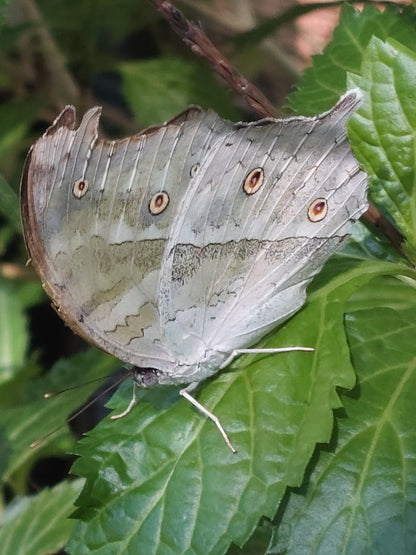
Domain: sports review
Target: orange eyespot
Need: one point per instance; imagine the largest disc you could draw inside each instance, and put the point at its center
(253, 181)
(194, 170)
(318, 210)
(80, 188)
(158, 203)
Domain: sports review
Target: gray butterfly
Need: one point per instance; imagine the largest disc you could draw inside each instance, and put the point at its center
(180, 247)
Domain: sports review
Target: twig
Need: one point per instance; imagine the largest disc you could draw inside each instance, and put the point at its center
(199, 43)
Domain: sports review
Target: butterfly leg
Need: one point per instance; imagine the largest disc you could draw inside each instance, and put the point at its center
(131, 404)
(237, 352)
(185, 393)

--

Copy every record above, changing each "Target" to "Label" and leaving everything else as it is. Omit the pictures.

— Solution to the problem —
Domain: sports review
Label: orange eyespot
Need: one point per instance; imagine the largest disc you could draw inside each instance, and put the point at its center
(253, 181)
(194, 170)
(318, 210)
(80, 188)
(158, 203)
Domain: sports review
Label: gray butterfly
Need: one point per instance; imagine the largest disc you could draw inside each instance, and put the point at its center
(180, 247)
Domain: sports review
Label: twig
Need: one point per instance; imagine the largest disc you could draw inside each instance, and put the point at its center
(199, 43)
Domain: sports review
Label: butterfly leg
Need: one point per instance; imagine the largest disc you could draw inside each instance, and put the point at its center
(131, 404)
(237, 352)
(185, 393)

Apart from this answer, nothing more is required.